◆ **Objective**
Only the lines from the line holding "Could you please locate the window pane" to the last line should be output, each exactly as given.

--- --- ---

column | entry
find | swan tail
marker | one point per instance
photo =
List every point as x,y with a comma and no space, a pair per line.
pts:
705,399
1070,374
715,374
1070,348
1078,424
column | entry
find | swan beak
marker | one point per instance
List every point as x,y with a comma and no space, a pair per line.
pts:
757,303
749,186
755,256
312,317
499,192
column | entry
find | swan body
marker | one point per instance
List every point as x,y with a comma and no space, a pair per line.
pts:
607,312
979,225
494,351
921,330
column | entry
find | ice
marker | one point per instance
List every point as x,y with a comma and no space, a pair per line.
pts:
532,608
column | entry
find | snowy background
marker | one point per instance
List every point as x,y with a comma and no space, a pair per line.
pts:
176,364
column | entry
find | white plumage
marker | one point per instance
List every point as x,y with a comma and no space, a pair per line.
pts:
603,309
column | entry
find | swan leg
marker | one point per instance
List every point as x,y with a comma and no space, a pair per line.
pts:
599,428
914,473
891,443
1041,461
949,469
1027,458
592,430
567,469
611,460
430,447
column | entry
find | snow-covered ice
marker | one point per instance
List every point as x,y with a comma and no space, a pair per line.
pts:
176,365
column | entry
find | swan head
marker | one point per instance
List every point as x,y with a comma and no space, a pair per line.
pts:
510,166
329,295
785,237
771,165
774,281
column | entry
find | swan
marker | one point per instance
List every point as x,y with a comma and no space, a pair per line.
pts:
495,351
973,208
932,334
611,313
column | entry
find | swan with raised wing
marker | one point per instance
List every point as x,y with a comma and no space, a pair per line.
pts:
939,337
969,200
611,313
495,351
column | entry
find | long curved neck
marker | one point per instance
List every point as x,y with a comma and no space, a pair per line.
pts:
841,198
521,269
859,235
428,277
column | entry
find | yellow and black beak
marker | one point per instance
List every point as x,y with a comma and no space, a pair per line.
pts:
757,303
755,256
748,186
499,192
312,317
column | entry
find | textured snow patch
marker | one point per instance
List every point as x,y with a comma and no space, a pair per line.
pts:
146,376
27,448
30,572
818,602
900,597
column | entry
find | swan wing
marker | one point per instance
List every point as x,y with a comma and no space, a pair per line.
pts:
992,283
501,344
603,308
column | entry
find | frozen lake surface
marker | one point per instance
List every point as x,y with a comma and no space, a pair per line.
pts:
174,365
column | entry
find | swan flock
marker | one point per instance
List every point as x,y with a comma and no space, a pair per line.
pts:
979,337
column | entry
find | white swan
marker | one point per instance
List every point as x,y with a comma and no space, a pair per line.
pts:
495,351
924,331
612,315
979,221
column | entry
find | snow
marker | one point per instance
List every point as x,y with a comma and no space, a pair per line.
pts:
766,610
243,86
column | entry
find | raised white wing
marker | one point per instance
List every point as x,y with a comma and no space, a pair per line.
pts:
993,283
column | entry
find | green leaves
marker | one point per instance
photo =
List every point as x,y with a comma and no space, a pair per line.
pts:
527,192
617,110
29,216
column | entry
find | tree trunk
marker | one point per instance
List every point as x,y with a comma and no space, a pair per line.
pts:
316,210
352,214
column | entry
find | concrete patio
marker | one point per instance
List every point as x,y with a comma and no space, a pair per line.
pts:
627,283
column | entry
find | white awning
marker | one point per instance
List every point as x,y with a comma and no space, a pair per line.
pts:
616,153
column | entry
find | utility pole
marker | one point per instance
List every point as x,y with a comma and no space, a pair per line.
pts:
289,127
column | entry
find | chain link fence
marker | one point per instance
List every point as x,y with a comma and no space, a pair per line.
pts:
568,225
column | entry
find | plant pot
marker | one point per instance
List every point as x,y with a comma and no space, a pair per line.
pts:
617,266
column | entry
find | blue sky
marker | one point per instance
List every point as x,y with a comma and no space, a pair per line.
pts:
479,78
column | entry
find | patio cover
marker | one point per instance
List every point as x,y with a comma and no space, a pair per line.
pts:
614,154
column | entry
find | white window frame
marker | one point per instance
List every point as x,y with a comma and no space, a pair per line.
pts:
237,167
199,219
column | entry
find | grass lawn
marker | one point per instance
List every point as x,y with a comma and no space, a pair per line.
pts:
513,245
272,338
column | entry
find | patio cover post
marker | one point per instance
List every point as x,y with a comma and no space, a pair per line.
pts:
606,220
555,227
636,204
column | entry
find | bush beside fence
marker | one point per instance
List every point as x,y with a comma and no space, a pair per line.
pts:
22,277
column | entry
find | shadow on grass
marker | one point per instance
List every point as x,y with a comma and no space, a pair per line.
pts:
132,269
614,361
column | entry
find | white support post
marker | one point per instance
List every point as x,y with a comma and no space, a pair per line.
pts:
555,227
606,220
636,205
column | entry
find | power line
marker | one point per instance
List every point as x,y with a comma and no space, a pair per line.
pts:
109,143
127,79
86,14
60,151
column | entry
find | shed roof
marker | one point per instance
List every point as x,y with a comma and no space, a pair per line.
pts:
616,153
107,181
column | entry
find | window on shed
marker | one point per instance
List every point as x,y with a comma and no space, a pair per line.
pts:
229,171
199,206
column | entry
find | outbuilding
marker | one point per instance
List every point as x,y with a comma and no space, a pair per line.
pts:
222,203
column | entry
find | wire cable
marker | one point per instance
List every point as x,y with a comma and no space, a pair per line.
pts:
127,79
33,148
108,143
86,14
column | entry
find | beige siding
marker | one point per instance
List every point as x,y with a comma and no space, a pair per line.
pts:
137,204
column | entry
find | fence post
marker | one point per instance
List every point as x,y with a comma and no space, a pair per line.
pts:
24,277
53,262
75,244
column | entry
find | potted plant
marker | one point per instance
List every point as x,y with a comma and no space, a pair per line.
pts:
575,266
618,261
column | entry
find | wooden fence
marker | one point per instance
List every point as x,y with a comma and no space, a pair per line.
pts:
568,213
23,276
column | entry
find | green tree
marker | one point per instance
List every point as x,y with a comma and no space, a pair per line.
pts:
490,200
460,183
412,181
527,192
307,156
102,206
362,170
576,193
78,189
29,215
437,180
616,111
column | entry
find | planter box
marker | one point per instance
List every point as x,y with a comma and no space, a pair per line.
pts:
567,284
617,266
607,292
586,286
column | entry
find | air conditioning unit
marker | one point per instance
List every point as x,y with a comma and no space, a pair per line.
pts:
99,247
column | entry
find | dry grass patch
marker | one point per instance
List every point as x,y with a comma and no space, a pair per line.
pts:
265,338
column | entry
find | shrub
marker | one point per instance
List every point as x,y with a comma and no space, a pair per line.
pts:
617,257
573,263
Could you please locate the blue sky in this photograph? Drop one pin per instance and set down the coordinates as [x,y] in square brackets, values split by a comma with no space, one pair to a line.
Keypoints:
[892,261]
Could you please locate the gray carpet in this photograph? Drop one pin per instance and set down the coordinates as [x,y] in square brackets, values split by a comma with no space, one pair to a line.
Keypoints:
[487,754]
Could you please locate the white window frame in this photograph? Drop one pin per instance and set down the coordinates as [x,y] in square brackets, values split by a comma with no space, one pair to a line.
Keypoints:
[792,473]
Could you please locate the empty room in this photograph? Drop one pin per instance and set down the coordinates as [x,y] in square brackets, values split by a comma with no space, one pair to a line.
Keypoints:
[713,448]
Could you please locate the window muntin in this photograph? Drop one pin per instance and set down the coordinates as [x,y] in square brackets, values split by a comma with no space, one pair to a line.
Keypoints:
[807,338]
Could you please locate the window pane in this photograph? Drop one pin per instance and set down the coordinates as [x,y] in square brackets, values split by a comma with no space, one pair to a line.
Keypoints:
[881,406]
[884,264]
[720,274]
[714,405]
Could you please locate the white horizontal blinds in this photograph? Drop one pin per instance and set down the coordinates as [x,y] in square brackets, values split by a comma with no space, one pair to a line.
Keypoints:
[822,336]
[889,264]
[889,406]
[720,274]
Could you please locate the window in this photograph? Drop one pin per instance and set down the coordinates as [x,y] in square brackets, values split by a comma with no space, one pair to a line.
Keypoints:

--- --- ---

◆ **Correct answer**
Could you please locate the window pane in this photograph? Drop one pin per instance and set down the coordinates as [x,y] in square brackets, values split by a comma with no space, one pair to a line.
Keypoints:
[881,406]
[884,264]
[720,274]
[714,405]
Could you please locate the white horizontal blinds in this photograph? Drop one pin per instance and set down the coordinates as [x,y] in square brackets, values split by a comma with no space, one pair to a line.
Keypoints:
[822,336]
[889,264]
[889,406]
[720,274]
Could you please locate the window in this photograph? Drop one pin per instance and set down the coordinates as [x,y] in square brackets, values split by a comma with no space, one pair to a line.
Keypoints:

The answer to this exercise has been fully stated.